## TO BE DONE:
Set down verbatim the stretch of the records below, from the line containing "occurrence of virgin" through the end of the records, and reproduce nothing outside that stretch.

## SOURCE MATERIAL:
======
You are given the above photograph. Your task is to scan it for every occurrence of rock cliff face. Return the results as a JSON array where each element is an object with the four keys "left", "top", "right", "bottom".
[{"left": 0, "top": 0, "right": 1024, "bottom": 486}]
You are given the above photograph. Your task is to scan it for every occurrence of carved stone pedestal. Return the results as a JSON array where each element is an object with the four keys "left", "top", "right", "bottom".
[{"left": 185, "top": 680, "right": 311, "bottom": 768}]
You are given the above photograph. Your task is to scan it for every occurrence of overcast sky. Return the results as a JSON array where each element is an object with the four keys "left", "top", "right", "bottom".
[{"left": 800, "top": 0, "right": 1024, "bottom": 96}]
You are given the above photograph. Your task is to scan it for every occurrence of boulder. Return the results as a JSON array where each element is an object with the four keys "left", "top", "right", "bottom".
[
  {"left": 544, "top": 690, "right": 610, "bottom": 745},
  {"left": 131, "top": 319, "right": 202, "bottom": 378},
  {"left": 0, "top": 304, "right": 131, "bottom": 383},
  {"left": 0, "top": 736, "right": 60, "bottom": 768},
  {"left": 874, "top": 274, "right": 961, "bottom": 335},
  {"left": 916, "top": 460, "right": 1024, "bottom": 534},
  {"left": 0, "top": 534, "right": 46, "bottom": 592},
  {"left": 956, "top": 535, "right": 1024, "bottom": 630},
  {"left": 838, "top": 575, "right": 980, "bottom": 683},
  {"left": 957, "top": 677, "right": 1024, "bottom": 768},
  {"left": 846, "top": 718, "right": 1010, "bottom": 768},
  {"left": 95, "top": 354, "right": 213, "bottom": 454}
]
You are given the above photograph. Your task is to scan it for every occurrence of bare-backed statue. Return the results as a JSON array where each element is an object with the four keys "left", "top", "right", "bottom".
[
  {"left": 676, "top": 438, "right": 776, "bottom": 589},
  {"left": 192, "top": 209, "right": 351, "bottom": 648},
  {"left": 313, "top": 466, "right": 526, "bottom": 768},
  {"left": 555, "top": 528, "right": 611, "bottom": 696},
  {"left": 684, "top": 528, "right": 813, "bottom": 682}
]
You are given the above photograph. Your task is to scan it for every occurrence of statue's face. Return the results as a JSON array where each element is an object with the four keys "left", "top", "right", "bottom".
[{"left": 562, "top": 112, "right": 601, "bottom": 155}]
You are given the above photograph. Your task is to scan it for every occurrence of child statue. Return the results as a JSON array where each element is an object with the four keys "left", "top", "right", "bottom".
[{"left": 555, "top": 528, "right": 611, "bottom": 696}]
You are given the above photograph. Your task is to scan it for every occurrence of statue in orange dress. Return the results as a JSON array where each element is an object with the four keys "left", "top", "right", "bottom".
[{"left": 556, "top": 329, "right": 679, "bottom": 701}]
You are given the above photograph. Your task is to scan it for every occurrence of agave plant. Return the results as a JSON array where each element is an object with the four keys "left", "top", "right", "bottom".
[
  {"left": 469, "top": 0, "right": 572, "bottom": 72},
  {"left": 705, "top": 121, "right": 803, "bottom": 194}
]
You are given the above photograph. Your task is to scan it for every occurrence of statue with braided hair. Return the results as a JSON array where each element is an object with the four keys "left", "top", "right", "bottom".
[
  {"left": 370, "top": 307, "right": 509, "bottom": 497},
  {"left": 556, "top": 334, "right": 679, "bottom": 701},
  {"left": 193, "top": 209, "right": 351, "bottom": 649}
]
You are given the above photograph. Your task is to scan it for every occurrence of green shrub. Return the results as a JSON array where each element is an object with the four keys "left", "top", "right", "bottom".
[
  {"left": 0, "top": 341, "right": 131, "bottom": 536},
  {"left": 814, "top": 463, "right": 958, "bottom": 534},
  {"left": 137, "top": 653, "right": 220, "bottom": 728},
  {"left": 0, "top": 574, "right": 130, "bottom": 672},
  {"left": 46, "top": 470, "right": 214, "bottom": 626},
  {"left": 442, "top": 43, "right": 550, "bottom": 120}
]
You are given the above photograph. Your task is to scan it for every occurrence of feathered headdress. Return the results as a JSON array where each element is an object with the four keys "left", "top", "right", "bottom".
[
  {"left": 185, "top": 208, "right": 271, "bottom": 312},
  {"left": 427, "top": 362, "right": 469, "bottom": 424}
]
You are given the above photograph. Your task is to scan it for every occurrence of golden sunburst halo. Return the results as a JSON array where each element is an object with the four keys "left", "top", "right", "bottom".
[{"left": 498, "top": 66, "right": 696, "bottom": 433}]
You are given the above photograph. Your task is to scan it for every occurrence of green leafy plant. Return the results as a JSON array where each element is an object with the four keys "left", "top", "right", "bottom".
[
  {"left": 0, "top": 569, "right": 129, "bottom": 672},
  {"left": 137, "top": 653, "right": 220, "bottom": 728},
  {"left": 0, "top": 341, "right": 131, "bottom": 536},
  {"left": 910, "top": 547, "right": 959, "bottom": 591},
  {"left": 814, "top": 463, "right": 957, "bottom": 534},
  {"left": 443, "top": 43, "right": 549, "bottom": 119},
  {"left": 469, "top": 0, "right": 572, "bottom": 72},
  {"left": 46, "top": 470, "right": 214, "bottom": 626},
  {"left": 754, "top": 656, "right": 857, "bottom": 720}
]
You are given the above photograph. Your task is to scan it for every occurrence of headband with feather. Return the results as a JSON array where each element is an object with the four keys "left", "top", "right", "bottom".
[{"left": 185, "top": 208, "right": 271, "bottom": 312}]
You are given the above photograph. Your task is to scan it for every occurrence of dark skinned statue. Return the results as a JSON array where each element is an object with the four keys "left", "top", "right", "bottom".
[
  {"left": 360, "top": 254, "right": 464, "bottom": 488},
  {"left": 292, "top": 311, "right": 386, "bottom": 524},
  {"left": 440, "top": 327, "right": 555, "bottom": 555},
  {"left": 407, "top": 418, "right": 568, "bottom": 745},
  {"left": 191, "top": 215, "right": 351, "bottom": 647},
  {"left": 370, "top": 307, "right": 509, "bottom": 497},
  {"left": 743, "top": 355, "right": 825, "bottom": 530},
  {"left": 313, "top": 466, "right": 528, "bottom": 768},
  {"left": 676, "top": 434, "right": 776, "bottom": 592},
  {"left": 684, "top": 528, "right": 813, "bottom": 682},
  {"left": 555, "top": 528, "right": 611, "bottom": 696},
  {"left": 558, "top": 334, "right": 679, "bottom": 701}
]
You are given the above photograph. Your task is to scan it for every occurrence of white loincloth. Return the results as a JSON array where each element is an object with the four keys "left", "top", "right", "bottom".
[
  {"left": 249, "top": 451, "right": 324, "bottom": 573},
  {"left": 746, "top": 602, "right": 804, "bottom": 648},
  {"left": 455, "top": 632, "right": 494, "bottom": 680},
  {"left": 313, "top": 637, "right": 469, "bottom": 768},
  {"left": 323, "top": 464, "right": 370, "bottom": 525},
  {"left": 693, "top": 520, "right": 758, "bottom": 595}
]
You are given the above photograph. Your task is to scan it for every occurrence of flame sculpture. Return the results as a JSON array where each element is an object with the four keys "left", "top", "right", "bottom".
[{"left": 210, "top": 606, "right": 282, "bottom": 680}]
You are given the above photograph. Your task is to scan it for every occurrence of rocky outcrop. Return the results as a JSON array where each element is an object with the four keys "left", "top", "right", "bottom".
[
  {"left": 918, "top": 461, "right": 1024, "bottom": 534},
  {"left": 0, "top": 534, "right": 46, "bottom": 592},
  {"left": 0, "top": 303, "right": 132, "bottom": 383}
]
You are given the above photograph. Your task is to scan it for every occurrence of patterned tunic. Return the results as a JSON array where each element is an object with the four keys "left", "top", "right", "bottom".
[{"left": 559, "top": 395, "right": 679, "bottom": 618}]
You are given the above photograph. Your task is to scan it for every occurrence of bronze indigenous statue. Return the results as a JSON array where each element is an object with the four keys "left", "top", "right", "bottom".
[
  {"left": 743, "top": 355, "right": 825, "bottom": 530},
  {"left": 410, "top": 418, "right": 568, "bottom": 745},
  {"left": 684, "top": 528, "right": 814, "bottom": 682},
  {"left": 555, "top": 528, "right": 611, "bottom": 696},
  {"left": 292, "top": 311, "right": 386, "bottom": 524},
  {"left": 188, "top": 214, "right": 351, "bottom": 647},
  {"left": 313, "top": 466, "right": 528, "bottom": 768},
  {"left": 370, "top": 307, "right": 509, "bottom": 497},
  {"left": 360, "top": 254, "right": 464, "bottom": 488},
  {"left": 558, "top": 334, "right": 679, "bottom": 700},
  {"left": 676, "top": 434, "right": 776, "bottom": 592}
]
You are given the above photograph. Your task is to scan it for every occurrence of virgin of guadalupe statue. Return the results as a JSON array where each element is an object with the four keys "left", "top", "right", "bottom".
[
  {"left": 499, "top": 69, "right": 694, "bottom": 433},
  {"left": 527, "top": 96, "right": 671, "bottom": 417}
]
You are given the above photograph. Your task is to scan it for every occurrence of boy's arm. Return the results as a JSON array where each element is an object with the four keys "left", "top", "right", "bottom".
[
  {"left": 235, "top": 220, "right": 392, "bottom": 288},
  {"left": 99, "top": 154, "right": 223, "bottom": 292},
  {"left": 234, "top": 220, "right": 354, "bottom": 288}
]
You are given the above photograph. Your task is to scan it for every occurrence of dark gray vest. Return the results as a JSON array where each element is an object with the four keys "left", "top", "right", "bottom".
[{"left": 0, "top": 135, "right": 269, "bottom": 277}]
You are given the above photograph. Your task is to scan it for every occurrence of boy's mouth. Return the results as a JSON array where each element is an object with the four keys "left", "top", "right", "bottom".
======
## RESPONSE:
You are given the above photograph. Your task is to scan it for every occurrence of virgin of guadalupe statue. Return the results as a JSON array where each element is an object with the four keys "left", "top", "right", "bottom".
[
  {"left": 499, "top": 69, "right": 694, "bottom": 433},
  {"left": 527, "top": 96, "right": 671, "bottom": 417}
]
You are given the above photograph. Your task is to scan it for every occurrence of boy's arm. Return the results as a JSON array where each element is an object with the four keys "left", "top", "right", "bottom".
[
  {"left": 235, "top": 220, "right": 392, "bottom": 288},
  {"left": 99, "top": 154, "right": 223, "bottom": 292},
  {"left": 234, "top": 220, "right": 354, "bottom": 288}
]
You are given the above photograph. Your task is to scan it for every occurrence of dark gray vest. Return the results as a JSON array where each element is an object with the four keys "left", "top", "right", "bottom".
[{"left": 0, "top": 135, "right": 269, "bottom": 277}]
You are given the above photograph. Your task is to scan it for every occurrence of boy's mouth. Return the results as a JSON array where each element is an object with the four keys "left", "top", "right", "bottom".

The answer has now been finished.